| TASK |
Repeat, please, only the lines from the top of the data down to the line with "# spot one keypoint per instance of the store"; include both of those lines.
::: DATA EXTRACTS :::
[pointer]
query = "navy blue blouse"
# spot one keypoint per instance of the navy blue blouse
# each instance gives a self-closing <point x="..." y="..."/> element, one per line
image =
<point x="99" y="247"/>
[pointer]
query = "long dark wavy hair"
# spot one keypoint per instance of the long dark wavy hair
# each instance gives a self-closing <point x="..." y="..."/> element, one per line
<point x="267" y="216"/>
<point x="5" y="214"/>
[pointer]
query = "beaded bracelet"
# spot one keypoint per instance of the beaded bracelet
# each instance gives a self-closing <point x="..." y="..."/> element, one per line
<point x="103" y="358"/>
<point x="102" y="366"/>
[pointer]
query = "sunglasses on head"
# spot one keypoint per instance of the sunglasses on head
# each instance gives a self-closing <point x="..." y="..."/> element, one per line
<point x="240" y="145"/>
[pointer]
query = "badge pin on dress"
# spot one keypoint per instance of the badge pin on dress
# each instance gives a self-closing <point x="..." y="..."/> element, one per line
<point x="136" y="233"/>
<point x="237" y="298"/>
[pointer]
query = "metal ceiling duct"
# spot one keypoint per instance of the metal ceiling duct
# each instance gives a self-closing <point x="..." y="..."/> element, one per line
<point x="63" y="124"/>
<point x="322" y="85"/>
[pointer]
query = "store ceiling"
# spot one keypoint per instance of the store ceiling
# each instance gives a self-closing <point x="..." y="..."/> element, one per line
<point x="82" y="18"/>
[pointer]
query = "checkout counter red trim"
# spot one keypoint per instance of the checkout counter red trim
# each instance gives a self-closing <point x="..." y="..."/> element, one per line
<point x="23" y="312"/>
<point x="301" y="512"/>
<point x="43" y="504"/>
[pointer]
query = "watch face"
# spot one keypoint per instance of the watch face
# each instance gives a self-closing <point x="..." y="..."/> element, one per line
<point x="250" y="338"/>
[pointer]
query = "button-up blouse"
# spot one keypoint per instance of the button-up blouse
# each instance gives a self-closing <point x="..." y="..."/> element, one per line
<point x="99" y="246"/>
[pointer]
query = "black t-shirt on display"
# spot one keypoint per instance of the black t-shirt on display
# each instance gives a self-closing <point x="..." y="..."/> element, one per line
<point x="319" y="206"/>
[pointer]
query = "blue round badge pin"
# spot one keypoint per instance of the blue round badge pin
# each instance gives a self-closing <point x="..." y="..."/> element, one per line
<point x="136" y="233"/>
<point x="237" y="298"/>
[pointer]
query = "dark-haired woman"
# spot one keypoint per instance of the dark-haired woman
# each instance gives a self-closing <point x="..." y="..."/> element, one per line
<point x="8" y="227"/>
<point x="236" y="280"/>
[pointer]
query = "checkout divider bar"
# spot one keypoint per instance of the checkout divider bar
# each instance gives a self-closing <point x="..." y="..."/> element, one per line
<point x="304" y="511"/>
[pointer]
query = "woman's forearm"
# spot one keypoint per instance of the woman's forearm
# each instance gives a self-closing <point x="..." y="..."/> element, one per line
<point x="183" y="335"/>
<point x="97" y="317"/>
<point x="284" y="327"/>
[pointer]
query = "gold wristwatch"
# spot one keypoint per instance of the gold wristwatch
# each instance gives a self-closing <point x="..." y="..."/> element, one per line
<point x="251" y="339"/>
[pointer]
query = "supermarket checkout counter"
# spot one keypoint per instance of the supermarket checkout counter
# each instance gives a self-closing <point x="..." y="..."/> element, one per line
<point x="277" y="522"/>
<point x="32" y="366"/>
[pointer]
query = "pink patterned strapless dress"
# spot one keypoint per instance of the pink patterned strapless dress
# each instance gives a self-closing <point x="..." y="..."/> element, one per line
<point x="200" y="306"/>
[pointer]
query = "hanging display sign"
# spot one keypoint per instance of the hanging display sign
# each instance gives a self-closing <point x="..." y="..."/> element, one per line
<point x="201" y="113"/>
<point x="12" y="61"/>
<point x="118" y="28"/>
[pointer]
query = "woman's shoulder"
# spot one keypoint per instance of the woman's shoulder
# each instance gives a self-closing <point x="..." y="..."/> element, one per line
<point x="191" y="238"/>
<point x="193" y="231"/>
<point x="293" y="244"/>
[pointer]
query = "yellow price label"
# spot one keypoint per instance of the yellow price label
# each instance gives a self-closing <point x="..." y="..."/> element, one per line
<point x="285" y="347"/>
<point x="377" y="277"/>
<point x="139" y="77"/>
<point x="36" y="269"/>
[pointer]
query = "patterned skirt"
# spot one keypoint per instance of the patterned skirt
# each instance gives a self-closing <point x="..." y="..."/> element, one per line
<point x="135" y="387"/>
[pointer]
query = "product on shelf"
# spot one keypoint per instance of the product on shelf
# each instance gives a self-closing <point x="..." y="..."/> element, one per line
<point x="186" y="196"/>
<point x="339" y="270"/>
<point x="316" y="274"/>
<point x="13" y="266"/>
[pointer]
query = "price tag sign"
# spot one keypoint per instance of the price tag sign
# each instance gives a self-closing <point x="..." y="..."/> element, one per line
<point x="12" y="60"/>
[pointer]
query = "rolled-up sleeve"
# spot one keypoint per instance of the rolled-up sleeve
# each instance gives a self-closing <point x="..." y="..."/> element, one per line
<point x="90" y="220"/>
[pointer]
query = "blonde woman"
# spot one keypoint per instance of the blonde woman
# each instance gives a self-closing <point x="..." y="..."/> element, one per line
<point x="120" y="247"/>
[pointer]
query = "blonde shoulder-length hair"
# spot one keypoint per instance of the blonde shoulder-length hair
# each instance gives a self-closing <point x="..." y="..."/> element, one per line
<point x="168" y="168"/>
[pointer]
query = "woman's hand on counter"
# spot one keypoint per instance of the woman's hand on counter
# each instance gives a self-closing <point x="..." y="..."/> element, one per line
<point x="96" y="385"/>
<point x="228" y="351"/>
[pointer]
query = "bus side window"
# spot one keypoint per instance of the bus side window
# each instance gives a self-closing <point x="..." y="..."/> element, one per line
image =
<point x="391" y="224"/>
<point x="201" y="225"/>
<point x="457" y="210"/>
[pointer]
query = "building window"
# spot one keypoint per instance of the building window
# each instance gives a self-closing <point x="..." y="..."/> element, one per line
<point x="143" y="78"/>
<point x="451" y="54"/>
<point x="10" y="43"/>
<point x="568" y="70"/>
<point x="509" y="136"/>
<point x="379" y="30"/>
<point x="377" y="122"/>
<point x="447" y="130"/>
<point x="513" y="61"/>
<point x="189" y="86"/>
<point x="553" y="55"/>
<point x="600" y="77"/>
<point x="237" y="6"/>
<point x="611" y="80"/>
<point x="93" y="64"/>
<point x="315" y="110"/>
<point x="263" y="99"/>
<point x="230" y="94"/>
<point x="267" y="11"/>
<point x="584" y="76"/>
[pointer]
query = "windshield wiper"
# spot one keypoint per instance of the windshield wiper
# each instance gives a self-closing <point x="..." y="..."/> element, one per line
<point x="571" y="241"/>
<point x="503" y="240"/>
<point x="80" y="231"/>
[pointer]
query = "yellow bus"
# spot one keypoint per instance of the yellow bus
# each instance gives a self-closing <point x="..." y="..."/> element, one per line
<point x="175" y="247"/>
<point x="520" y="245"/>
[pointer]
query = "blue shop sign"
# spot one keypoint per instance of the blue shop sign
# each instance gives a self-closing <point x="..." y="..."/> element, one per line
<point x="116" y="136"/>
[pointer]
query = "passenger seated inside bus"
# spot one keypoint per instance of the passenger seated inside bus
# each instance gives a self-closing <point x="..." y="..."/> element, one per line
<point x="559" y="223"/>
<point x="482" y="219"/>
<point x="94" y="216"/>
:::
| RESPONSE |
[pointer]
query = "navy blue blouse"
# spot one keypoint per instance of the navy blue blouse
# each instance gives a self-closing <point x="..." y="..."/> element, one per line
image =
<point x="99" y="247"/>
[pointer]
query = "long dark wavy hair"
# spot one keypoint per instance of the long dark wavy hair
# each instance gives a self-closing <point x="..." y="..."/> element, one per line
<point x="267" y="216"/>
<point x="5" y="214"/>
[pointer]
query = "beaded bracelet"
# spot one keypoint per instance of the beaded bracelet
# each instance gives a self-closing <point x="..." y="..."/> element, one per line
<point x="103" y="358"/>
<point x="102" y="366"/>
[pointer]
query = "sunglasses on head"
# spot one keypoint per instance of the sunglasses on head
# each instance gives a self-closing <point x="..." y="..."/> element, one per line
<point x="240" y="145"/>
[pointer]
query = "badge pin on dress"
# spot one keypoint per instance of the badge pin on dress
# each instance gives a self-closing <point x="..." y="..."/> element, one per line
<point x="136" y="233"/>
<point x="237" y="298"/>
[pointer]
query = "metal ceiling duct"
# spot one keypoint per instance of the metal ceiling duct
# each instance gives a self-closing <point x="..." y="..."/> element, one per line
<point x="63" y="124"/>
<point x="322" y="85"/>
[pointer]
query = "store ceiling"
# spot one keypoint per instance of the store ceiling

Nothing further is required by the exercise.